*Requirements*:
Count how many lines in the entries below contain the word "blurred". Reply with only that number.

—————

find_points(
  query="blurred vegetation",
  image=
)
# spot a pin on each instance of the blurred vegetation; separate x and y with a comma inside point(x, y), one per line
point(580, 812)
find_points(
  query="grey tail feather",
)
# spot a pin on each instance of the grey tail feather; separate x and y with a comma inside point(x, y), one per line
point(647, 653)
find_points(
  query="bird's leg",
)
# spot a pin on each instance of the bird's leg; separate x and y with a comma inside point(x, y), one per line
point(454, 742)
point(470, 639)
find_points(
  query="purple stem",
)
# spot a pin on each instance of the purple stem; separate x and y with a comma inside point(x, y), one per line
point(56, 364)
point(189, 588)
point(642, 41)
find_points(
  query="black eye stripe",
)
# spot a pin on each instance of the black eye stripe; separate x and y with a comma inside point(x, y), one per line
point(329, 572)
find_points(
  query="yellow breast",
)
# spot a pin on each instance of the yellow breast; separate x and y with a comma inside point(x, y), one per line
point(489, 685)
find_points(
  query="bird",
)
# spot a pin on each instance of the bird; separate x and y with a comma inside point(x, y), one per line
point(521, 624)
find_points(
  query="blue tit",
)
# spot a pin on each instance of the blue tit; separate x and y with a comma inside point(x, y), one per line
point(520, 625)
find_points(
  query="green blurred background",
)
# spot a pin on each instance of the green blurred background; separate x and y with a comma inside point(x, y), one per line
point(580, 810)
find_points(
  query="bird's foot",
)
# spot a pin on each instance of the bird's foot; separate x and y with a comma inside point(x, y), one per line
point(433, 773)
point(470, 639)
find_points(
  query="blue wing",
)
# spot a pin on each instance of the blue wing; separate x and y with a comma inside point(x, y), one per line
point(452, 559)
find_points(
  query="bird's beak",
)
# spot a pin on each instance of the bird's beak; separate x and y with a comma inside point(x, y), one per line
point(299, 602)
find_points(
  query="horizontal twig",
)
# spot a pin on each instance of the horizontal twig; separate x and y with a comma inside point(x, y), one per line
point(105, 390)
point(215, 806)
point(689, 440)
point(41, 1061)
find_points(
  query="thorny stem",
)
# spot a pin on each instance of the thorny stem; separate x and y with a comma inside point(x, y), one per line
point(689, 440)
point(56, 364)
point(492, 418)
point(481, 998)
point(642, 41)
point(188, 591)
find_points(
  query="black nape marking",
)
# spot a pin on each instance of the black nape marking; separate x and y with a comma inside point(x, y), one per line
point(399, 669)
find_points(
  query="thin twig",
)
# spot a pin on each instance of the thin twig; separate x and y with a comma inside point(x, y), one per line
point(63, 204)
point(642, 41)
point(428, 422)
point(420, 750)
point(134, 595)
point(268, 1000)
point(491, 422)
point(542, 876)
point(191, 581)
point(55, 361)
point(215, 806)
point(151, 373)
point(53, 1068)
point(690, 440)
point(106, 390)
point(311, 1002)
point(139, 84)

—————

*Written response*:
4